- Task details -
Write out all of the lines below again in full, leaving out the pictures, and multiply each coordinate in the answer points by 0.25, rounding to whole numbers with halves rounded up. Keep the sample coordinates that follow "in the form" unchanged.

Begin Record excerpts

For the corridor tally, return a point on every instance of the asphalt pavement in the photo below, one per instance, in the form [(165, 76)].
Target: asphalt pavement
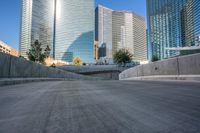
[(100, 107)]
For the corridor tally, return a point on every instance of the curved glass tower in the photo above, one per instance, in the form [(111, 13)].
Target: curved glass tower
[(36, 24), (172, 23), (74, 30), (67, 26)]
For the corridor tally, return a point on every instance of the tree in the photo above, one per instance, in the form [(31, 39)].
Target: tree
[(36, 53), (123, 56), (77, 61), (155, 58)]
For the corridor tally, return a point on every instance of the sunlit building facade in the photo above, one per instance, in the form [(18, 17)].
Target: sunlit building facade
[(67, 26), (171, 24), (5, 48), (116, 30), (36, 24), (75, 30)]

End Record excerpts

- Answer to the exercise -
For the corridor tally, return a point on every instance of the asphalt pavement in the photo below, one per instance, in the form [(165, 76)].
Target: asphalt pavement
[(25, 27)]
For the corridor tally, return a point on every instance of the curved glass tower in the photo above, one per instance, in the form [(111, 13)].
Target: curved glass tower
[(9, 6), (43, 6), (19, 8), (17, 7)]
For the corridor tally, return a point on every instance of the tree in the photo above, one per instance, in the form [(31, 39)].
Target: tree
[(9, 13), (31, 14), (19, 15), (39, 15)]
For the corridor tally, return a point on every instance of the sunlit building facade in the photo above, one per instance, in the form [(18, 17)].
Target: sunlit building facade
[(17, 7), (43, 6), (1, 12), (29, 8), (9, 6), (19, 8)]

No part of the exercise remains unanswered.